# Task statement:
Rewrite all of the records below, replacing "every instance" with "each instance" wherever it occurs and keeping everything else unchanged. Leave the pictures out of your answer.

## start

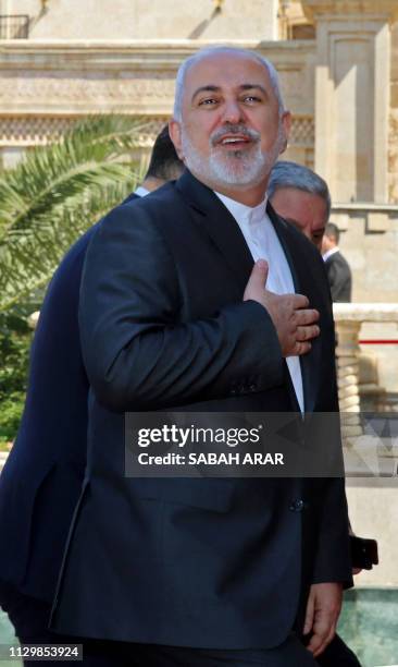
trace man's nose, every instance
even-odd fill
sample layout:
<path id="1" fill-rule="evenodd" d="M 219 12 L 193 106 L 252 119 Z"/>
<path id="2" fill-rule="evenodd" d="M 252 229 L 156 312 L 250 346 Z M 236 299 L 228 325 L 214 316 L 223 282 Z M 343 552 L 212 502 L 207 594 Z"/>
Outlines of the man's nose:
<path id="1" fill-rule="evenodd" d="M 223 121 L 224 123 L 236 124 L 244 120 L 242 110 L 237 99 L 231 99 L 225 101 L 223 109 Z"/>

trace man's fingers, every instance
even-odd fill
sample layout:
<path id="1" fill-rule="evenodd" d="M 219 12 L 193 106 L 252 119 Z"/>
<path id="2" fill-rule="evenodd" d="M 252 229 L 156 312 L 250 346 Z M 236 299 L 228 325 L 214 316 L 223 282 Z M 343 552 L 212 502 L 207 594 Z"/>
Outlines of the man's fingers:
<path id="1" fill-rule="evenodd" d="M 250 278 L 247 282 L 244 301 L 247 301 L 248 299 L 256 300 L 256 296 L 263 294 L 268 275 L 268 262 L 265 262 L 265 259 L 258 259 L 252 268 Z"/>
<path id="2" fill-rule="evenodd" d="M 315 308 L 303 308 L 301 311 L 295 311 L 294 322 L 296 326 L 313 325 L 320 318 L 320 314 Z"/>
<path id="3" fill-rule="evenodd" d="M 303 294 L 291 294 L 291 305 L 295 310 L 308 308 L 310 305 L 309 300 Z"/>
<path id="4" fill-rule="evenodd" d="M 332 630 L 328 632 L 327 636 L 323 640 L 322 644 L 314 651 L 313 656 L 318 657 L 319 655 L 321 655 L 326 648 L 326 646 L 328 646 L 328 644 L 335 638 L 335 635 L 336 635 L 336 626 L 333 626 Z"/>
<path id="5" fill-rule="evenodd" d="M 315 615 L 315 622 L 313 623 L 313 635 L 310 639 L 310 642 L 307 646 L 313 655 L 319 655 L 327 645 L 327 640 L 331 636 L 331 641 L 334 636 L 334 631 L 331 632 L 331 624 L 328 619 L 323 617 L 318 620 L 318 615 Z"/>
<path id="6" fill-rule="evenodd" d="M 310 595 L 307 602 L 306 620 L 304 620 L 304 627 L 302 630 L 302 634 L 308 634 L 312 630 L 314 609 L 315 609 L 315 599 L 313 595 Z"/>
<path id="7" fill-rule="evenodd" d="M 308 327 L 297 327 L 296 339 L 300 341 L 311 340 L 312 338 L 316 338 L 321 332 L 321 329 L 318 325 L 310 325 Z"/>

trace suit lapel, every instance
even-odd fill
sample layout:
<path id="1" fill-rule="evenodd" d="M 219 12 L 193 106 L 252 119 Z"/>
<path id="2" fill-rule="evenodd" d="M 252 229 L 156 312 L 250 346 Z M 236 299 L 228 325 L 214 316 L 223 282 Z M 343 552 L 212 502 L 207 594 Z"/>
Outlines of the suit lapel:
<path id="1" fill-rule="evenodd" d="M 276 215 L 270 203 L 268 203 L 266 213 L 275 228 L 289 264 L 295 291 L 299 294 L 306 294 L 310 301 L 310 307 L 316 307 L 311 300 L 314 291 L 314 277 L 310 267 L 304 263 L 304 256 L 300 252 L 300 244 L 297 243 L 295 230 L 291 229 L 288 222 Z M 316 401 L 320 379 L 321 338 L 319 337 L 313 340 L 311 345 L 311 352 L 300 356 L 306 412 L 312 412 Z"/>
<path id="2" fill-rule="evenodd" d="M 228 265 L 239 293 L 244 294 L 253 258 L 235 218 L 213 191 L 188 170 L 178 179 L 176 187 L 192 209 L 195 221 L 210 237 Z"/>
<path id="3" fill-rule="evenodd" d="M 239 289 L 239 293 L 242 294 L 253 267 L 253 258 L 235 218 L 213 191 L 203 185 L 203 183 L 200 183 L 188 170 L 176 182 L 176 189 L 192 209 L 195 221 L 206 231 L 223 256 L 224 262 L 231 269 L 232 278 Z M 289 264 L 295 290 L 297 293 L 308 295 L 311 302 L 311 294 L 313 292 L 311 275 L 309 275 L 308 267 L 303 263 L 290 226 L 275 214 L 270 203 L 268 204 L 266 211 L 274 225 Z M 311 352 L 300 356 L 304 408 L 308 412 L 313 410 L 318 393 L 320 342 L 320 339 L 313 341 Z M 291 385 L 290 374 L 287 368 L 286 373 Z M 291 390 L 296 398 L 293 386 Z M 297 409 L 299 410 L 298 403 Z"/>

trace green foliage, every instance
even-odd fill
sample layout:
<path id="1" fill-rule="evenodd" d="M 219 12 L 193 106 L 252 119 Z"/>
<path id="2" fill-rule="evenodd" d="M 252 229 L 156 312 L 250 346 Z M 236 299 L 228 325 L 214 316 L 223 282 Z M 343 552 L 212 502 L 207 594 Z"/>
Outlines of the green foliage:
<path id="1" fill-rule="evenodd" d="M 129 156 L 146 131 L 141 119 L 91 117 L 0 170 L 0 442 L 14 438 L 23 409 L 26 316 L 72 243 L 142 179 Z"/>
<path id="2" fill-rule="evenodd" d="M 51 278 L 71 244 L 141 179 L 140 120 L 95 117 L 0 173 L 0 312 Z"/>
<path id="3" fill-rule="evenodd" d="M 17 313 L 0 314 L 0 442 L 13 440 L 21 420 L 32 335 Z"/>

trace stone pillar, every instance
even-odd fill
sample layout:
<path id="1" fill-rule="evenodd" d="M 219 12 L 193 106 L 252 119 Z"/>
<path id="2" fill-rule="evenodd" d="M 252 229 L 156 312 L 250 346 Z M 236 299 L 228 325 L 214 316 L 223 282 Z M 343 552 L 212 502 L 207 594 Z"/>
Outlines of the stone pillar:
<path id="1" fill-rule="evenodd" d="M 341 319 L 336 323 L 338 401 L 341 413 L 341 433 L 345 439 L 362 435 L 359 414 L 360 329 L 360 322 Z"/>
<path id="2" fill-rule="evenodd" d="M 335 202 L 388 201 L 390 24 L 397 0 L 301 0 L 316 25 L 315 170 Z"/>

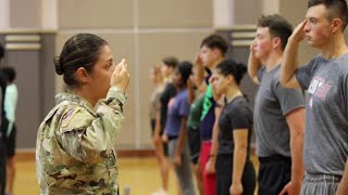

## end

# Reply to the task:
trace man's nose, each instance
even-odd fill
sample layout:
<path id="1" fill-rule="evenodd" d="M 219 12 L 193 106 L 252 119 Z"/>
<path id="2" fill-rule="evenodd" d="M 252 229 L 156 312 L 250 346 Z M 236 299 L 228 325 L 214 316 L 223 282 Z M 343 552 L 212 502 L 207 594 Z"/>
Outlines of the man's nose:
<path id="1" fill-rule="evenodd" d="M 223 121 L 224 123 L 236 124 L 244 120 L 242 110 L 237 99 L 231 99 L 225 101 L 223 109 Z"/>

trace man's fingers, each instance
even-odd fill
sample layout:
<path id="1" fill-rule="evenodd" d="M 219 12 L 193 106 L 252 119 Z"/>
<path id="2" fill-rule="evenodd" d="M 252 229 L 156 312 L 250 346 Z M 236 299 L 228 325 L 214 316 L 223 282 Z M 343 552 L 212 502 L 207 594 Z"/>
Outlines of the man's fingers:
<path id="1" fill-rule="evenodd" d="M 250 278 L 247 282 L 244 301 L 247 301 L 248 299 L 256 300 L 256 296 L 263 294 L 268 275 L 268 262 L 265 262 L 265 259 L 258 259 L 252 268 Z"/>
<path id="2" fill-rule="evenodd" d="M 315 308 L 303 308 L 301 311 L 295 311 L 294 322 L 296 326 L 313 325 L 320 318 L 320 314 Z"/>
<path id="3" fill-rule="evenodd" d="M 303 294 L 291 294 L 291 305 L 295 310 L 308 308 L 310 305 L 309 300 Z"/>
<path id="4" fill-rule="evenodd" d="M 332 630 L 328 632 L 327 636 L 323 640 L 322 644 L 314 651 L 313 656 L 318 657 L 319 655 L 321 655 L 326 648 L 326 646 L 328 646 L 328 644 L 335 638 L 335 635 L 336 635 L 336 626 L 333 626 Z"/>
<path id="5" fill-rule="evenodd" d="M 315 615 L 315 622 L 313 623 L 313 635 L 310 639 L 310 642 L 307 646 L 313 655 L 319 655 L 327 645 L 327 640 L 331 636 L 331 641 L 334 636 L 334 631 L 331 632 L 331 624 L 328 619 L 323 617 L 318 620 L 318 615 Z"/>
<path id="6" fill-rule="evenodd" d="M 310 595 L 307 602 L 306 620 L 304 620 L 304 627 L 302 630 L 302 634 L 308 634 L 312 630 L 314 609 L 315 609 L 315 599 L 313 595 Z"/>
<path id="7" fill-rule="evenodd" d="M 308 327 L 297 327 L 296 339 L 300 341 L 311 340 L 312 338 L 316 338 L 321 332 L 321 329 L 318 325 L 310 325 Z"/>

trace suit lapel, each instance
even-odd fill
sample layout:
<path id="1" fill-rule="evenodd" d="M 219 12 L 193 106 L 252 119 Z"/>
<path id="2" fill-rule="evenodd" d="M 252 229 L 156 312 L 250 346 Z M 236 299 L 228 325 L 214 316 L 223 282 Z M 343 552 L 212 502 L 207 594 Z"/>
Outlines of the suit lapel:
<path id="1" fill-rule="evenodd" d="M 276 215 L 270 203 L 268 203 L 266 213 L 275 228 L 289 264 L 295 291 L 299 294 L 306 294 L 310 301 L 310 307 L 316 307 L 311 300 L 314 291 L 314 277 L 310 267 L 304 263 L 304 256 L 300 252 L 300 244 L 297 243 L 295 230 L 291 229 L 288 222 Z M 316 401 L 320 379 L 321 338 L 319 337 L 313 340 L 311 345 L 311 352 L 300 356 L 306 412 L 312 412 Z"/>
<path id="2" fill-rule="evenodd" d="M 228 265 L 239 293 L 244 294 L 253 258 L 235 218 L 213 191 L 188 170 L 178 179 L 176 187 L 192 209 L 195 221 L 210 237 Z"/>
<path id="3" fill-rule="evenodd" d="M 239 289 L 239 293 L 242 294 L 253 267 L 253 258 L 235 218 L 213 191 L 203 185 L 203 183 L 200 183 L 188 170 L 176 182 L 176 189 L 192 209 L 195 221 L 206 231 L 223 256 L 224 262 L 231 269 L 232 278 Z M 289 264 L 295 290 L 297 293 L 308 295 L 311 302 L 311 294 L 313 292 L 311 275 L 309 275 L 308 267 L 303 263 L 290 226 L 275 214 L 270 203 L 268 204 L 266 211 L 274 225 Z M 311 352 L 300 356 L 304 408 L 308 412 L 313 410 L 318 393 L 320 342 L 320 339 L 313 341 Z M 291 385 L 290 374 L 287 368 L 286 373 Z M 291 390 L 296 398 L 293 386 Z M 297 409 L 299 410 L 298 403 Z"/>

trace green foliage, each instance
even-odd fill
sample layout:
<path id="1" fill-rule="evenodd" d="M 219 12 L 193 106 L 252 119 Z"/>
<path id="2" fill-rule="evenodd" d="M 252 229 L 156 312 L 250 346 Z M 236 299 L 228 325 L 214 316 L 223 282 Z M 343 552 L 212 502 L 207 594 Z"/>
Outlines of the green foliage:
<path id="1" fill-rule="evenodd" d="M 129 156 L 146 131 L 141 119 L 91 117 L 0 170 L 0 442 L 14 438 L 23 409 L 26 316 L 72 243 L 142 179 Z"/>
<path id="2" fill-rule="evenodd" d="M 51 278 L 71 244 L 141 179 L 140 120 L 95 117 L 0 173 L 0 312 Z"/>
<path id="3" fill-rule="evenodd" d="M 17 313 L 0 314 L 0 442 L 13 440 L 21 420 L 32 335 Z"/>

trace stone pillar, each instance
even-odd fill
sample layout:
<path id="1" fill-rule="evenodd" d="M 219 12 L 193 106 L 252 119 Z"/>
<path id="2" fill-rule="evenodd" d="M 252 229 L 156 312 L 250 346 Z M 236 299 L 228 325 L 214 316 L 223 282 Z M 343 552 L 212 502 L 207 594 Z"/>
Outlines of the stone pillar:
<path id="1" fill-rule="evenodd" d="M 341 319 L 336 323 L 338 401 L 341 413 L 341 433 L 345 439 L 362 435 L 359 414 L 360 329 L 360 322 Z"/>
<path id="2" fill-rule="evenodd" d="M 335 202 L 388 201 L 390 24 L 397 0 L 301 0 L 316 25 L 315 170 Z"/>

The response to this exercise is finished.